BRIEF
Here the job is to copy the data exactly and to exclude every image from it.

Extracted records
########################################

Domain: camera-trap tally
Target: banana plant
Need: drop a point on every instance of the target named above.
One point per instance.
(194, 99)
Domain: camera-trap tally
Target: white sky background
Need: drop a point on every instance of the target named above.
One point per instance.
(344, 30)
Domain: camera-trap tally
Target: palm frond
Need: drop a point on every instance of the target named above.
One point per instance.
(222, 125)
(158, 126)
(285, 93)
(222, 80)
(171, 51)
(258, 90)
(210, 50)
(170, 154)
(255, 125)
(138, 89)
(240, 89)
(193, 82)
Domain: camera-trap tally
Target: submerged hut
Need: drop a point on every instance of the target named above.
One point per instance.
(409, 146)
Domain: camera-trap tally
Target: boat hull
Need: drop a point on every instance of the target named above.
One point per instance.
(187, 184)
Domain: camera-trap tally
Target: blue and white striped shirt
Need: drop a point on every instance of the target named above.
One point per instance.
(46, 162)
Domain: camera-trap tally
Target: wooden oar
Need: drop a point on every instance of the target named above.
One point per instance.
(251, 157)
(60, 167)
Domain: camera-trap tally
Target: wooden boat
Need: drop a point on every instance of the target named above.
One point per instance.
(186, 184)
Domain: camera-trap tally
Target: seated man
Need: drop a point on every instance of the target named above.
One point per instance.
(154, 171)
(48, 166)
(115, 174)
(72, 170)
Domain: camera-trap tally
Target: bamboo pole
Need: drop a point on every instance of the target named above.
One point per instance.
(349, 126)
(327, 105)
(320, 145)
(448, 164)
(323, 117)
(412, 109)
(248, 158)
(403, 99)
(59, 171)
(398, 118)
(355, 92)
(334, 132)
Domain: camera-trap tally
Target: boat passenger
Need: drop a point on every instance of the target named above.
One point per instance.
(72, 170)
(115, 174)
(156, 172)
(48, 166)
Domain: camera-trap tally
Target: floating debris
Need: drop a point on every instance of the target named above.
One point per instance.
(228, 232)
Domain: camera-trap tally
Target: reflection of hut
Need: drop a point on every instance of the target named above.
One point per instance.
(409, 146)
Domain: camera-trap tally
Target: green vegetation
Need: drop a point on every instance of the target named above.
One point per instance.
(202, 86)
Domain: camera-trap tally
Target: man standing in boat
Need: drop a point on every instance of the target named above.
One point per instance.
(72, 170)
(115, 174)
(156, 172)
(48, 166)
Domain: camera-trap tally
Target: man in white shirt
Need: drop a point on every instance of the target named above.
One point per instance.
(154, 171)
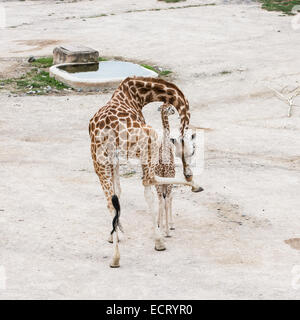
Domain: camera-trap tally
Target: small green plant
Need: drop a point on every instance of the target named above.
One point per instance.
(161, 73)
(45, 62)
(284, 6)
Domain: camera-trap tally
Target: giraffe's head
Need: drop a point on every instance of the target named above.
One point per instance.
(185, 147)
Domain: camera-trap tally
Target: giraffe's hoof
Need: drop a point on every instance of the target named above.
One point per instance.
(112, 265)
(197, 189)
(159, 246)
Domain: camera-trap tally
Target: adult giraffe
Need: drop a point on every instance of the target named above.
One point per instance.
(119, 127)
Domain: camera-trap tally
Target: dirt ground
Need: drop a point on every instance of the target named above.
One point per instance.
(232, 241)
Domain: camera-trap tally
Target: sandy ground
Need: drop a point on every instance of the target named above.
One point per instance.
(229, 240)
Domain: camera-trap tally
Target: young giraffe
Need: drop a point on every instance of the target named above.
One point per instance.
(165, 168)
(120, 128)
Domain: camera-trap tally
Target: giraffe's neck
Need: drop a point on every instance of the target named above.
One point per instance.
(140, 91)
(165, 119)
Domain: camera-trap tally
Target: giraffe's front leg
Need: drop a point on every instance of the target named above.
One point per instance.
(149, 197)
(170, 199)
(160, 212)
(167, 216)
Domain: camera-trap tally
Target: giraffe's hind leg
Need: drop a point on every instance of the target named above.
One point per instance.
(149, 197)
(105, 174)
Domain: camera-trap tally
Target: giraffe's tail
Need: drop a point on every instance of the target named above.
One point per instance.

########################################

ANSWER BOX
Domain: camera-trap tally
Target: banana plant
Need: drop a point on every instance of the target named above.
One point per instance.
(194, 99)
Domain: camera-trap tally
Target: white sky background
Need: drop a point on every instance of the target named above.
One point per instance.
(344, 30)
Domain: camera-trap tally
Target: palm frond
Need: drop a point on every instance of the target named above.
One point per instance.
(222, 125)
(158, 126)
(285, 93)
(222, 80)
(171, 51)
(258, 90)
(210, 50)
(170, 154)
(255, 125)
(138, 89)
(240, 89)
(193, 82)
Domain: camera-trap tally
Target: submerged hut
Need: drop a point on every instance of the target named above.
One point per instance.
(409, 146)
Domain: camera-trap tally
Target: boat hull
Need: drop a point on every instance of the target named above.
One point per instance.
(187, 184)
Domain: camera-trap tally
Target: blue and white striped shirt
Need: drop a point on every instance of the target named above.
One point per instance.
(46, 162)
Domain: camera-trap tally
Target: wooden oar
Need: drop a point on every instance of the target named above.
One point per instance.
(251, 157)
(60, 167)
Domain: camera-trap tally
Target: wooden boat
Need: drop a point on every instance of the target named above.
One point per instance.
(186, 184)
Domain: camera-trap tally
Target: seated man
Need: drop a point on every instance of the target named above.
One point per instance.
(154, 171)
(48, 166)
(115, 174)
(72, 170)
Domain: camera-trap tally
Target: bamboo pole
Need: drop a point on every instance of the target named above.
One point per instance.
(349, 126)
(327, 105)
(320, 145)
(448, 164)
(323, 117)
(412, 109)
(248, 158)
(403, 99)
(59, 171)
(398, 118)
(355, 92)
(334, 132)
Domain: camera-trap tally
Target: boat passenger
Need: drop a point on every instance of the target named above.
One point per instance.
(72, 170)
(115, 174)
(156, 172)
(48, 166)
Domain: camera-trap tally
Target: floating debris
Need: drop a point on every instance of the target named above.
One point per instance.
(228, 232)
Domain: camera-trap tally
Target: reflection of hut
Need: drop a point on every instance of the target named above.
One point per instance.
(409, 146)
Domain: camera-trap tally
Target: green vegetation
Need: drop a point on every instance of the target named above.
One point per instance.
(202, 86)
Domain: camera-trap tally
Target: man standing in boat
Need: drop a point on every instance of the target named above.
One point per instance.
(72, 170)
(115, 174)
(156, 172)
(48, 166)
Domain: camera-trap tally
Target: man in white shirt
Need: drop a point on every instance of the target named above.
One point per instance.
(154, 171)
Domain: camera-trap tally
Target: small green plant
Need: drop a point on every instance of the target named above.
One point per instance.
(161, 73)
(45, 62)
(284, 6)
Domain: camera-trap tally
Target: giraffe's head
Need: drop a point on every instance of the target named above.
One point per instance.
(185, 147)
Domain: camera-trap tally
Target: giraffe's hoof
Need: drop a point on every instance of the target named above.
One point per instance.
(112, 265)
(197, 189)
(159, 246)
Domain: camera-trap tally
Target: adult giraffe
Need: drop a point on every instance of the target named above.
One point per instance.
(119, 127)
Domain: camera-trap tally
Target: dirt ground
Need: drop a point on every instance of the target named above.
One point per instance.
(232, 241)
Domain: camera-trap tally
Target: sandy ground
Need: drop a point on every instance of the target named above.
One point per instance.
(229, 240)
Domain: camera-trap tally
Target: young giraffe
Need: drop a point on every instance of the target named above.
One point per instance.
(165, 168)
(120, 128)
Domain: camera-trap tally
Target: giraffe's neck
Need: drop a point on every instance of the target named above.
One point per instance.
(140, 91)
(165, 119)
Domain: camera-trap tally
Target: giraffe's front leg
Need: drop a point on every instance of the target named above.
One point per instance.
(149, 197)
(170, 199)
(160, 212)
(167, 216)
Domain: camera-trap tally
Target: giraffe's hind leg
Need: drop a point on every instance of the target named above.
One point per instance.
(149, 197)
(105, 174)
Domain: camera-trap tally
Target: giraffe's tail
Need: drop a point on every instance of the target named above.
One point per instance.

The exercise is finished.